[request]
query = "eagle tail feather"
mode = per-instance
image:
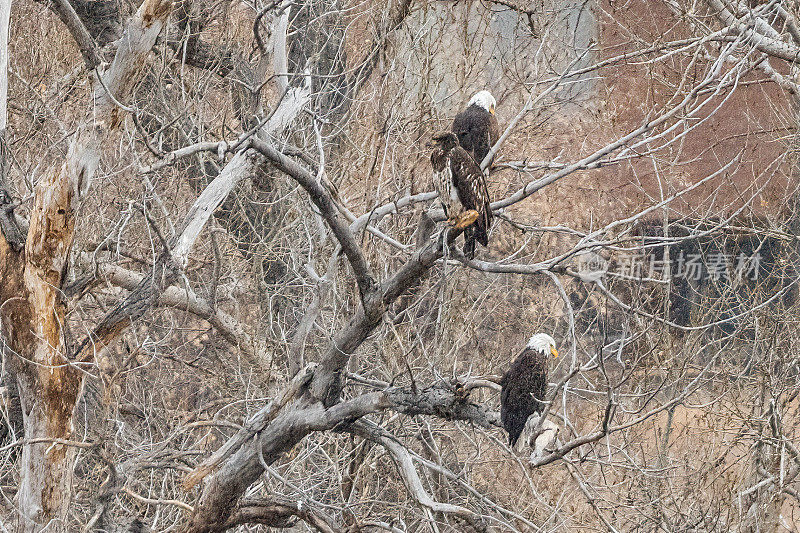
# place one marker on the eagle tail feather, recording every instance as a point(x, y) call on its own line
point(469, 242)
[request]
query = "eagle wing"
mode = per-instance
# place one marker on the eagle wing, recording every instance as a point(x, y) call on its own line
point(523, 388)
point(477, 131)
point(473, 194)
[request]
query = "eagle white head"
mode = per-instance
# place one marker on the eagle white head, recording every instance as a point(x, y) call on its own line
point(543, 343)
point(485, 100)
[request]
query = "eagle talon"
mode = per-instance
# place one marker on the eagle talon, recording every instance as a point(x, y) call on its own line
point(467, 218)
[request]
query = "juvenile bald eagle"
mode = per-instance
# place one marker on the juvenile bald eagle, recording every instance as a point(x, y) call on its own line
point(461, 187)
point(476, 126)
point(525, 384)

## Required task
Convert every line of the entries above into a JSON list of strings, with one string per line and no blank lines. Leave the pictures out.

## Reply
[
  "[request]",
  "query = \"eagle tail feather\"",
  "mode = per-instance",
  "image:",
  "# place one marker on the eagle tail feather, recording every instance as a point(x, y) call on its own line",
  "point(469, 242)",
  "[request]",
  "query = \"eagle wing\"",
  "mode = per-instance",
  "# place one marker on the eagle wing, recording every instance as a point(x, y) call on its own line",
  "point(523, 388)",
  "point(477, 131)",
  "point(473, 194)",
  "[request]",
  "query = \"eagle white head\"",
  "mode = per-instance",
  "# place one marker on the eagle white head, recording every instance as a point(x, y) call on its own line",
  "point(543, 343)",
  "point(485, 100)",
  "[request]",
  "query = \"eagle talon\"",
  "mode = per-instance",
  "# place one marker on the eagle talon, recording every instance as a point(x, y) call on its own line",
  "point(467, 218)",
  "[request]",
  "query = \"juvenile bald eagle\"",
  "mode = per-instance",
  "# place one marker on the juvenile bald eagle, recording every instance as a point(x, y) call on its own line",
  "point(461, 187)",
  "point(476, 126)",
  "point(525, 384)"
]